====== WORKING DATA

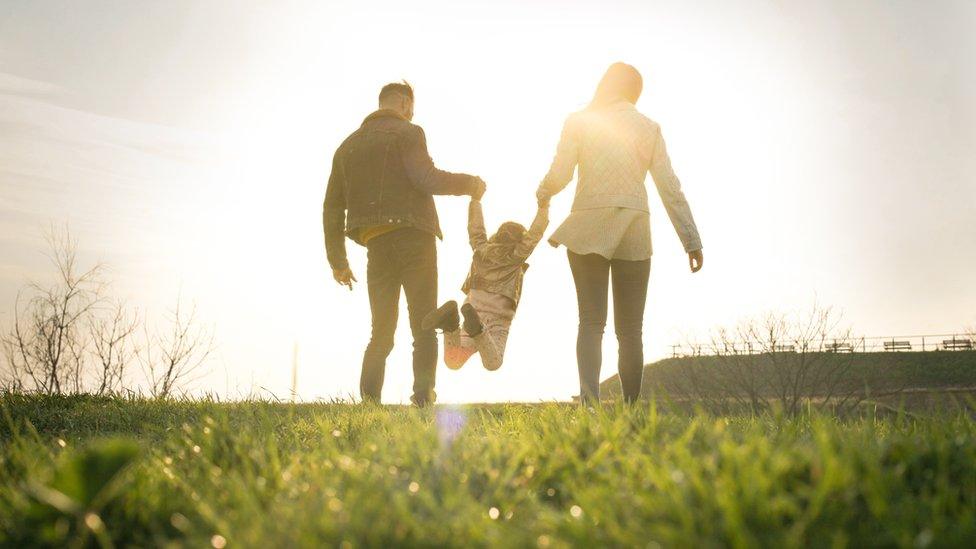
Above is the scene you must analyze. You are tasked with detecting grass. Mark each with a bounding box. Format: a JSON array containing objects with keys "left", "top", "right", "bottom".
[{"left": 0, "top": 395, "right": 976, "bottom": 547}]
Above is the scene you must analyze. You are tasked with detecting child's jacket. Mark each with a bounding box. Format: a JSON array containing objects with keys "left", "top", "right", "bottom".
[{"left": 461, "top": 200, "right": 549, "bottom": 307}]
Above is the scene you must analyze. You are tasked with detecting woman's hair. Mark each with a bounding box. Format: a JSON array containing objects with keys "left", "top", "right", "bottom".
[
  {"left": 488, "top": 221, "right": 525, "bottom": 246},
  {"left": 587, "top": 63, "right": 644, "bottom": 109}
]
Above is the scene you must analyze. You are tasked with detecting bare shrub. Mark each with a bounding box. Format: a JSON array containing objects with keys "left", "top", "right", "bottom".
[
  {"left": 0, "top": 229, "right": 104, "bottom": 394},
  {"left": 663, "top": 306, "right": 866, "bottom": 415},
  {"left": 88, "top": 301, "right": 139, "bottom": 395},
  {"left": 139, "top": 299, "right": 214, "bottom": 398},
  {"left": 0, "top": 228, "right": 213, "bottom": 397}
]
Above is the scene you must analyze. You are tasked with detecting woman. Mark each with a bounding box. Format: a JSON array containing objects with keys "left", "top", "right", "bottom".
[{"left": 537, "top": 63, "right": 703, "bottom": 402}]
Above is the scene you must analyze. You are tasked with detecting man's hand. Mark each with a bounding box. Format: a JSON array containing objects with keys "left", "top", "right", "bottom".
[
  {"left": 535, "top": 185, "right": 552, "bottom": 206},
  {"left": 471, "top": 177, "right": 488, "bottom": 200},
  {"left": 688, "top": 250, "right": 705, "bottom": 273},
  {"left": 332, "top": 267, "right": 359, "bottom": 292}
]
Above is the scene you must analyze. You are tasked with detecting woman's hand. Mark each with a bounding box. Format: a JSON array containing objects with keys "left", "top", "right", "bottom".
[{"left": 332, "top": 267, "right": 358, "bottom": 292}]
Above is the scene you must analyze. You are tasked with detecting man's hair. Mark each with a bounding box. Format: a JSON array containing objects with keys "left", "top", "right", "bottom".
[{"left": 380, "top": 80, "right": 413, "bottom": 103}]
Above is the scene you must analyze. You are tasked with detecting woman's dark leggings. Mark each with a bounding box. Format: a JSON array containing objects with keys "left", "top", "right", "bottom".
[{"left": 569, "top": 252, "right": 651, "bottom": 402}]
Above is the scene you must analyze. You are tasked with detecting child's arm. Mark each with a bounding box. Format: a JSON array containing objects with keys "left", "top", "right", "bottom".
[
  {"left": 468, "top": 198, "right": 488, "bottom": 252},
  {"left": 515, "top": 199, "right": 549, "bottom": 259}
]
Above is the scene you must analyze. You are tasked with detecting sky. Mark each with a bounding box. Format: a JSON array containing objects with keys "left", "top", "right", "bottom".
[{"left": 0, "top": 0, "right": 976, "bottom": 402}]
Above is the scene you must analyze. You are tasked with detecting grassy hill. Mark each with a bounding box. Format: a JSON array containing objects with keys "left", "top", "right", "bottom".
[
  {"left": 601, "top": 351, "right": 976, "bottom": 404},
  {"left": 0, "top": 394, "right": 976, "bottom": 548}
]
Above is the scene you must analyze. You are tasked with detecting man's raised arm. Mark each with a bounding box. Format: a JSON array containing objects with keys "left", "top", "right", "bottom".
[
  {"left": 468, "top": 198, "right": 488, "bottom": 252},
  {"left": 401, "top": 126, "right": 484, "bottom": 196}
]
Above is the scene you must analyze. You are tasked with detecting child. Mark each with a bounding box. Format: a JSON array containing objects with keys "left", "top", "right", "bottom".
[{"left": 423, "top": 196, "right": 549, "bottom": 370}]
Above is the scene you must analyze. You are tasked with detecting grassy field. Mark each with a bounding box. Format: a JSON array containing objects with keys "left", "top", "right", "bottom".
[{"left": 0, "top": 395, "right": 976, "bottom": 547}]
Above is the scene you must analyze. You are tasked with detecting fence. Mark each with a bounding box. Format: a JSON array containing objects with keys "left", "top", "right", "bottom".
[{"left": 671, "top": 334, "right": 976, "bottom": 357}]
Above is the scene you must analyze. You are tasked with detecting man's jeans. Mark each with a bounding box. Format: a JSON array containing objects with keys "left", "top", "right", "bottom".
[
  {"left": 569, "top": 252, "right": 651, "bottom": 403},
  {"left": 359, "top": 228, "right": 437, "bottom": 406}
]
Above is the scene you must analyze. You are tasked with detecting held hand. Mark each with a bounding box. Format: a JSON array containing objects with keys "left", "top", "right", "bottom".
[
  {"left": 332, "top": 267, "right": 359, "bottom": 292},
  {"left": 471, "top": 177, "right": 488, "bottom": 200}
]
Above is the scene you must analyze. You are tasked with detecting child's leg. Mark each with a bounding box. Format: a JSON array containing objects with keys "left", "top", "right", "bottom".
[
  {"left": 474, "top": 313, "right": 511, "bottom": 371},
  {"left": 444, "top": 330, "right": 476, "bottom": 370}
]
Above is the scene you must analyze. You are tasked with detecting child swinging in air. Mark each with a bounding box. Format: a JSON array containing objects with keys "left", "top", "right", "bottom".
[{"left": 423, "top": 191, "right": 549, "bottom": 370}]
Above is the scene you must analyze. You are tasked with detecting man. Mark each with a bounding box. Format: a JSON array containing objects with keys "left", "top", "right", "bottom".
[{"left": 322, "top": 82, "right": 485, "bottom": 406}]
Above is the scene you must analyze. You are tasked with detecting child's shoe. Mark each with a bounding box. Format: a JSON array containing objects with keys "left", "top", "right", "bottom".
[
  {"left": 420, "top": 300, "right": 461, "bottom": 332},
  {"left": 461, "top": 303, "right": 484, "bottom": 337}
]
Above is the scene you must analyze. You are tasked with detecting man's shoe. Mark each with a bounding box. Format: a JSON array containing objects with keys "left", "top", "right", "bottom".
[
  {"left": 461, "top": 303, "right": 485, "bottom": 337},
  {"left": 420, "top": 300, "right": 461, "bottom": 332}
]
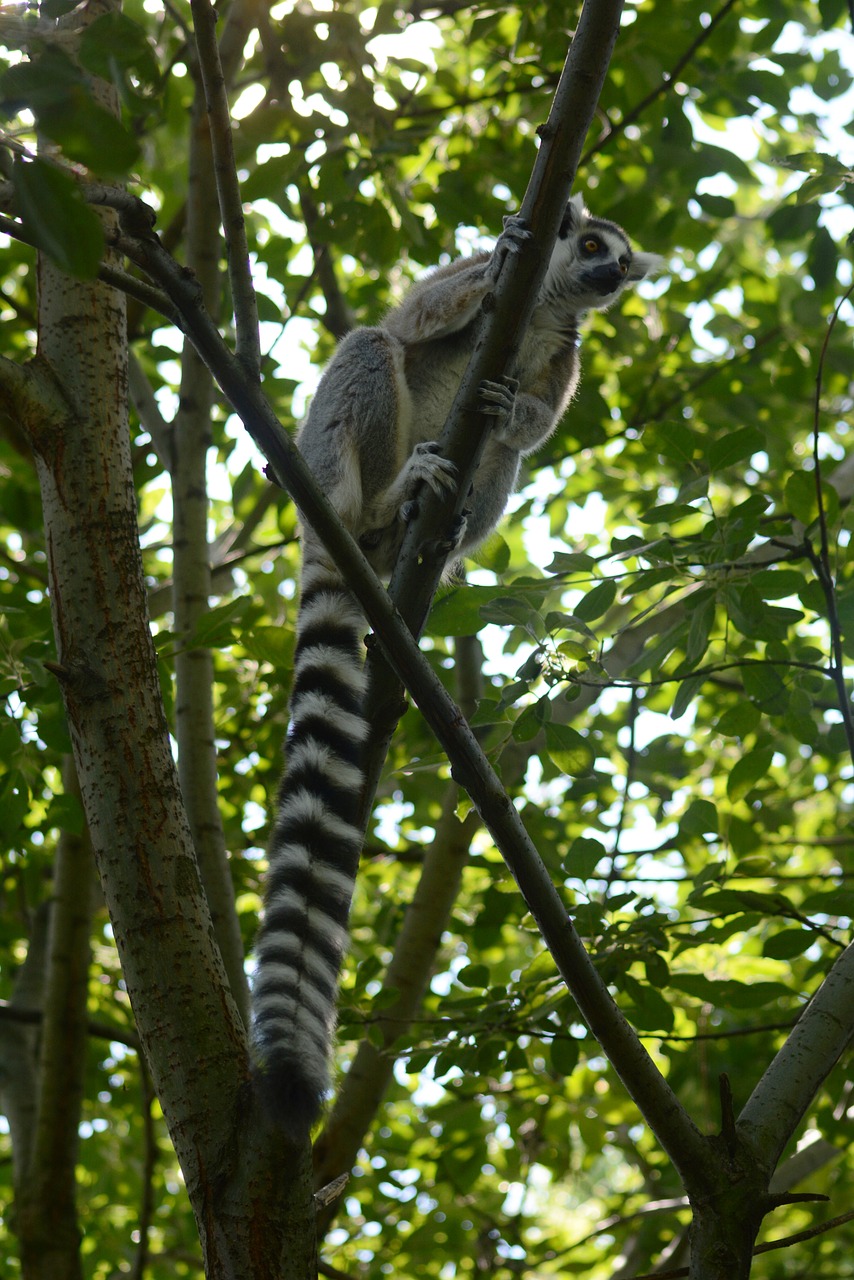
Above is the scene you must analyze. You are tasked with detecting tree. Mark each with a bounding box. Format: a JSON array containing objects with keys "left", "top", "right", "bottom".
[{"left": 0, "top": 0, "right": 854, "bottom": 1280}]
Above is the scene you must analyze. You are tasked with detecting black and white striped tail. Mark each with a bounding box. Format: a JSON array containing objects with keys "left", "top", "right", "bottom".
[{"left": 252, "top": 535, "right": 367, "bottom": 1140}]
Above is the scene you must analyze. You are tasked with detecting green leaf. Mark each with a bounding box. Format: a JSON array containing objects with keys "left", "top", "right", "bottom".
[
  {"left": 679, "top": 800, "right": 718, "bottom": 836},
  {"left": 707, "top": 426, "right": 766, "bottom": 471},
  {"left": 79, "top": 13, "right": 160, "bottom": 84},
  {"left": 563, "top": 836, "right": 607, "bottom": 881},
  {"left": 548, "top": 1036, "right": 579, "bottom": 1075},
  {"left": 575, "top": 580, "right": 617, "bottom": 622},
  {"left": 0, "top": 47, "right": 140, "bottom": 178},
  {"left": 762, "top": 928, "right": 816, "bottom": 960},
  {"left": 726, "top": 746, "right": 773, "bottom": 800},
  {"left": 457, "top": 964, "right": 489, "bottom": 991},
  {"left": 785, "top": 471, "right": 818, "bottom": 527},
  {"left": 714, "top": 701, "right": 762, "bottom": 739},
  {"left": 12, "top": 156, "right": 104, "bottom": 280},
  {"left": 545, "top": 723, "right": 593, "bottom": 777}
]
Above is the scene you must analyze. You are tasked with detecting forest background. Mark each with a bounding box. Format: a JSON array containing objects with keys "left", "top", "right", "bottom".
[{"left": 0, "top": 0, "right": 854, "bottom": 1280}]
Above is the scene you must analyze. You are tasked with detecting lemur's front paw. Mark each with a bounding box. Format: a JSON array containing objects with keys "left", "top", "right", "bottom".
[
  {"left": 478, "top": 378, "right": 519, "bottom": 439},
  {"left": 401, "top": 440, "right": 457, "bottom": 499},
  {"left": 490, "top": 214, "right": 533, "bottom": 278}
]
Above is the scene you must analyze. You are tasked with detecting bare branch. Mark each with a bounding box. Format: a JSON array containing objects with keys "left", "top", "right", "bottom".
[{"left": 191, "top": 0, "right": 261, "bottom": 378}]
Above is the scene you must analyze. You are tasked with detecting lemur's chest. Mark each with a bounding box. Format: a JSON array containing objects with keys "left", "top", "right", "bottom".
[{"left": 405, "top": 320, "right": 577, "bottom": 443}]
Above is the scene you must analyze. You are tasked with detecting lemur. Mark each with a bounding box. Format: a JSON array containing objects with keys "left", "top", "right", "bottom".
[{"left": 254, "top": 196, "right": 661, "bottom": 1142}]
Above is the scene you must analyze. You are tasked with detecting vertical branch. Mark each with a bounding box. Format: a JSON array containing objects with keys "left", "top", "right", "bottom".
[
  {"left": 169, "top": 47, "right": 248, "bottom": 1020},
  {"left": 191, "top": 0, "right": 261, "bottom": 378},
  {"left": 17, "top": 760, "right": 96, "bottom": 1280}
]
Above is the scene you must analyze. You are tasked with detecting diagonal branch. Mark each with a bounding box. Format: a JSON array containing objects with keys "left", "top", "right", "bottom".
[
  {"left": 736, "top": 943, "right": 854, "bottom": 1171},
  {"left": 113, "top": 175, "right": 708, "bottom": 1187}
]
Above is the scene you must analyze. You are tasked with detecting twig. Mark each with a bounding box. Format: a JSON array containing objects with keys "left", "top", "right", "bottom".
[
  {"left": 808, "top": 284, "right": 854, "bottom": 760},
  {"left": 579, "top": 0, "right": 742, "bottom": 168},
  {"left": 191, "top": 0, "right": 261, "bottom": 378}
]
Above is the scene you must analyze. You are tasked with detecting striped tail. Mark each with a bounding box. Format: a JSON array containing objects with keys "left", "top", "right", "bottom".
[{"left": 252, "top": 540, "right": 367, "bottom": 1142}]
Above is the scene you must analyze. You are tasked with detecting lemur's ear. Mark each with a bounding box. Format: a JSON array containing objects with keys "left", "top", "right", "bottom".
[
  {"left": 557, "top": 195, "right": 588, "bottom": 239},
  {"left": 629, "top": 253, "right": 665, "bottom": 284}
]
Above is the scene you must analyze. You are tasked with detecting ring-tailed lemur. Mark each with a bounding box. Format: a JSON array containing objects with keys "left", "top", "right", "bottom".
[{"left": 254, "top": 196, "right": 659, "bottom": 1140}]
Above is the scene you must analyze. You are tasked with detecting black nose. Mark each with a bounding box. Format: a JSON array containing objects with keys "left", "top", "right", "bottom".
[{"left": 584, "top": 262, "right": 622, "bottom": 294}]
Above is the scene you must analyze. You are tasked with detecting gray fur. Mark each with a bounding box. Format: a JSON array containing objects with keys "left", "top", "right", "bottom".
[{"left": 254, "top": 196, "right": 659, "bottom": 1140}]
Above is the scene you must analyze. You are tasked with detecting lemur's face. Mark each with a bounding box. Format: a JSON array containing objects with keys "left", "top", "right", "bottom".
[{"left": 544, "top": 196, "right": 661, "bottom": 311}]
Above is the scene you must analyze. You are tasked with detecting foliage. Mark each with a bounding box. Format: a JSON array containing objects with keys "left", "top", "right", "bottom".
[{"left": 0, "top": 0, "right": 854, "bottom": 1280}]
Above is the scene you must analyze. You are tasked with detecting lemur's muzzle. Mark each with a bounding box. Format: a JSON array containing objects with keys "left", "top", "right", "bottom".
[{"left": 584, "top": 262, "right": 625, "bottom": 297}]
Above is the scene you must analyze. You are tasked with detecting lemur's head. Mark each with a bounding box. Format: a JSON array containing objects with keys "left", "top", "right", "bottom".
[{"left": 542, "top": 196, "right": 663, "bottom": 314}]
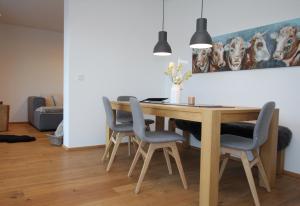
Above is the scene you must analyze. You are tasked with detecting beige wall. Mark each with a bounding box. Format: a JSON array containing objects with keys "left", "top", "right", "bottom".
[{"left": 0, "top": 24, "right": 63, "bottom": 122}]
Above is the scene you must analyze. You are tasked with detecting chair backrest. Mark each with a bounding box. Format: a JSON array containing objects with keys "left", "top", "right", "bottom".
[
  {"left": 102, "top": 97, "right": 116, "bottom": 130},
  {"left": 253, "top": 102, "right": 275, "bottom": 148},
  {"left": 130, "top": 98, "right": 145, "bottom": 139},
  {"left": 116, "top": 96, "right": 133, "bottom": 123}
]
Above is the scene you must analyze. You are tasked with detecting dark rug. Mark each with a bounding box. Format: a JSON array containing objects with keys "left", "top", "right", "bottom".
[{"left": 0, "top": 135, "right": 36, "bottom": 143}]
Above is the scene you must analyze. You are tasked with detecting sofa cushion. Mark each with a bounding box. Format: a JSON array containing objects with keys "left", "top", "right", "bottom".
[{"left": 35, "top": 107, "right": 63, "bottom": 113}]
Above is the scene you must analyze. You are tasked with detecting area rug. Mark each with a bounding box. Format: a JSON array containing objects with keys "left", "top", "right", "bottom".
[{"left": 0, "top": 135, "right": 36, "bottom": 143}]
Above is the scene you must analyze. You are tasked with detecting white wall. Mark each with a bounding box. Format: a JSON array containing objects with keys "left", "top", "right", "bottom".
[
  {"left": 0, "top": 24, "right": 63, "bottom": 122},
  {"left": 64, "top": 0, "right": 164, "bottom": 147},
  {"left": 166, "top": 0, "right": 300, "bottom": 173}
]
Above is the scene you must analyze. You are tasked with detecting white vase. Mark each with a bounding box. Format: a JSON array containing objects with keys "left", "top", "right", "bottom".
[{"left": 170, "top": 84, "right": 181, "bottom": 104}]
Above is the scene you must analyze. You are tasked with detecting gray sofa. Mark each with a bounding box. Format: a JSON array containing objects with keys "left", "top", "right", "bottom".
[{"left": 28, "top": 96, "right": 63, "bottom": 131}]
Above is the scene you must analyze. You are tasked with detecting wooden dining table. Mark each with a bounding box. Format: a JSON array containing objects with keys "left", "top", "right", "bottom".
[{"left": 106, "top": 101, "right": 279, "bottom": 206}]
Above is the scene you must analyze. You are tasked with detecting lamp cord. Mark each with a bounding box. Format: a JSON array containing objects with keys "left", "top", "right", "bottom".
[
  {"left": 162, "top": 0, "right": 165, "bottom": 31},
  {"left": 201, "top": 0, "right": 203, "bottom": 18}
]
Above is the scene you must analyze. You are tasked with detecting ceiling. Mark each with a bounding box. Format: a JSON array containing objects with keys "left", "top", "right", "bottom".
[{"left": 0, "top": 0, "right": 64, "bottom": 32}]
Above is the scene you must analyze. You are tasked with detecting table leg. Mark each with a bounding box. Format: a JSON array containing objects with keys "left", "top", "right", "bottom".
[
  {"left": 199, "top": 110, "right": 221, "bottom": 206},
  {"left": 155, "top": 116, "right": 165, "bottom": 131},
  {"left": 260, "top": 109, "right": 279, "bottom": 187}
]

============

* TASK STATEMENT: Find every line in the listing above that contains the word "beige", and copy each of those lines in full.

* SOLUTION FOR THIS EXERCISE:
Above is the scene you must analyze. You are tasked with detecting beige wall. Mark each with a bounding box. Format: a JSON array containing objects with keys "left", "top", "right", "bottom".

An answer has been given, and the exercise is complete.